課題 A: 「boat」という語を含む行をすべて選び出し、書き写すこと。大文字と小文字は区別する。

本文抜粋:
———
教訓と教育の習慣化

藤沢小学校(高橋澄夫校長、児童235人)は6月12日、
防災頭巾を着用して避難訓練を行った。
東日本大震災の教訓を生かした同校の訓練と教育には災害時を生き抜く大きなヒントが隠されている。

地震を想定した藤沢小の避難訓練。全校児童が防災頭巾をかぶって屋外へ避難
地震を想定した藤沢小の避難訓練。全校児童が防災頭巾をかぶって屋外へ避難

防災を教育する。訓練を日常化する
平時の備えが有事に生きる

学校の日常に
防災意識を定着させる

午前中の業間に行われた訓練には、児童と教職員全員が参加した。
各学年とも担任の指示で一斉に防災頭巾を着用、机の下にもぐって身の安全を確保する。
揺れが収まると、2列縦隊で速やかに校庭に避難した。

初めて訓練に参加した1年の井上海斗君は「サイレンが鳴って怖かった。
すぐに頭巾をかぶりました」と緊張の面持ち。
高橋校長は「全員の避難が完了するまで3分30秒。いずれの学年も冷静で迅速に行動できたと思う」と評価した。
———
演習データ:
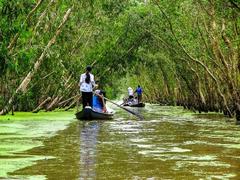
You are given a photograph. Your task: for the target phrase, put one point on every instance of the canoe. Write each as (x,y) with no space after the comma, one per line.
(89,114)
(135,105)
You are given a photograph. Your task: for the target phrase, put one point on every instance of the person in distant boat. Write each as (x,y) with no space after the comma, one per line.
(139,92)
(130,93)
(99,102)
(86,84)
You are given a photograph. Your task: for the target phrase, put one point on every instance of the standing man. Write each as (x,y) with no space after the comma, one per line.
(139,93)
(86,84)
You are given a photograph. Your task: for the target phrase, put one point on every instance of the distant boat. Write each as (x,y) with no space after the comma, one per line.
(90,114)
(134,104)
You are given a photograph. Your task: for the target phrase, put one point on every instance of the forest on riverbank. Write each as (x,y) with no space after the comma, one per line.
———
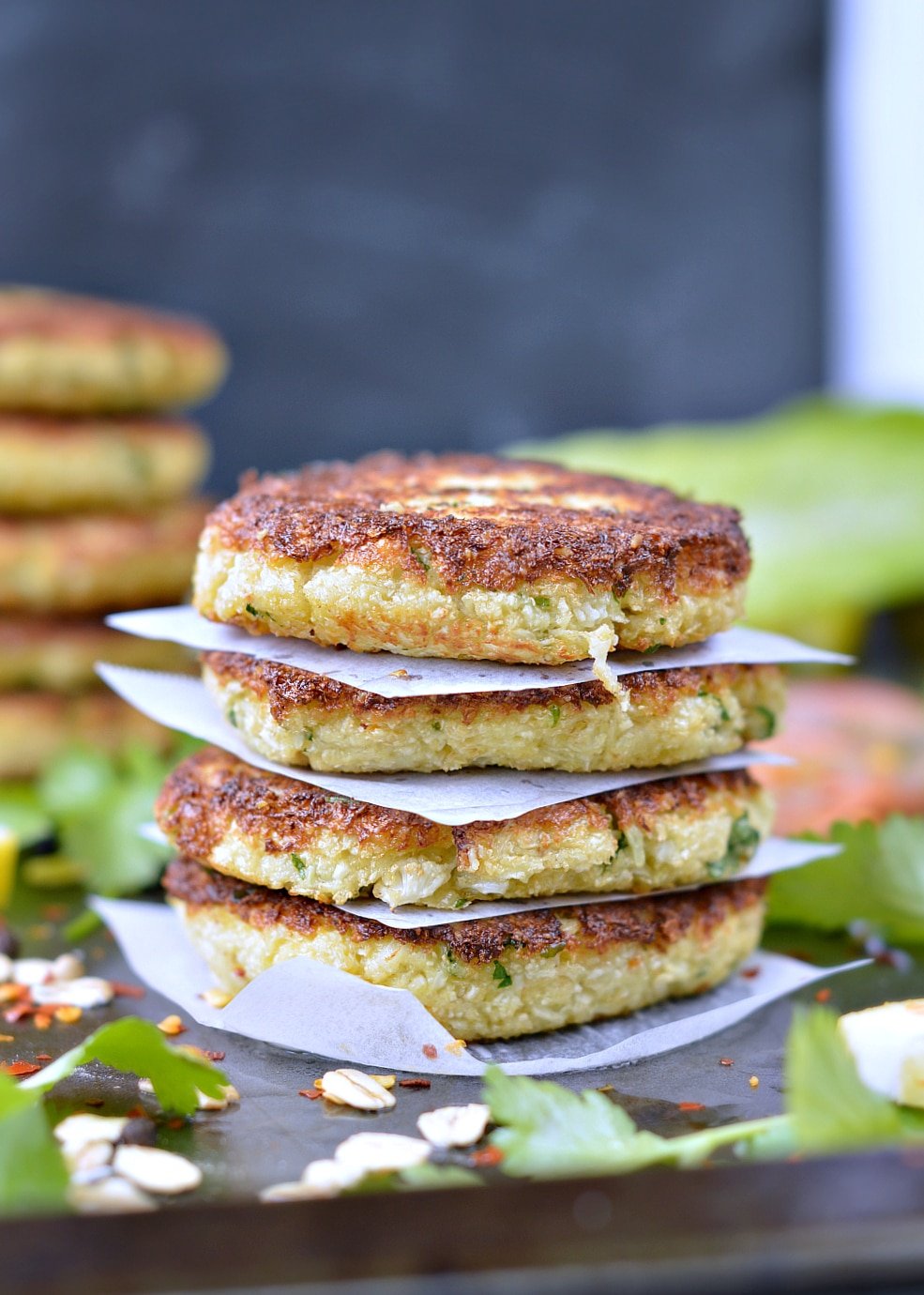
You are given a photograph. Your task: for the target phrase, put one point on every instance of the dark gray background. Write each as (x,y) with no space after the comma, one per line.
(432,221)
———
課題 B: 藤沢小学校の避難訓練の記事を、最後の一文の後から書き継ぐこと。

解答 A:
You are given a photograph. Your task: for the target phrase, put one point on every instance of the person in distant boat. Write each as (x,y) with no space after the comma, one per line.
You are given a photograph. Your task: for the target phrase, put one point on every instance of the distant boat. Write each as (x,y) with no space after the comma, one per line.

解答 B:
防災頭巾は今年3月、児童の安全を守るために同校とPTAが購入した。
いかなる時でもすぐに着用できるよう、児童の椅子に備え付けられている。
日常、目に触れる機会も多く、普段の生活の中で「地震―防災頭巾―安全確保」という意識が自然と身に付いている。

藤沢小学校1年 井上海斗君
藤沢小学校1年 井上海斗君

緊急時の適切な判断は
平常時の備えから

地震や台風など自然災害はいつ起こるかわからない。
災害が起きてから慌てても遅い。

前触れもなく発生する災害に、人は多かれ少なかれパニックに陥り、判断力が低減する。
平常時には適切な判断ができても、緊急時には一時的に思考停止状態(何から手を付けていいのかわからなくなる)となり、平常時の何分の一かの判断力しか保てないことは、過去のさまざまな緊急対応事例を見ても明らかだ。
緊急時の適切な判断と迅速な対応は、平常時の訓練と教育なくして成り立たず、普段から地道な備えをしてこそ危機管理体制は機能する。

自衛隊や消防レスキュー隊が、非常時に対応できるのは、日ごろの厳しい訓練と徹底した教育を受けているからこそだ。

藤沢小の避難訓練は、年3回を予定している。
1回目は地震を想定。
2回目は火災、3回目は不審者対策を含めた総合防災訓練だ。
休み時間に全校で行ったり、児童だけで避難したりと、その都度状況を変えて行い、非常時に備える。
「児童だけでなく教師の訓練にもなります」と高橋校長は表情を引き締める。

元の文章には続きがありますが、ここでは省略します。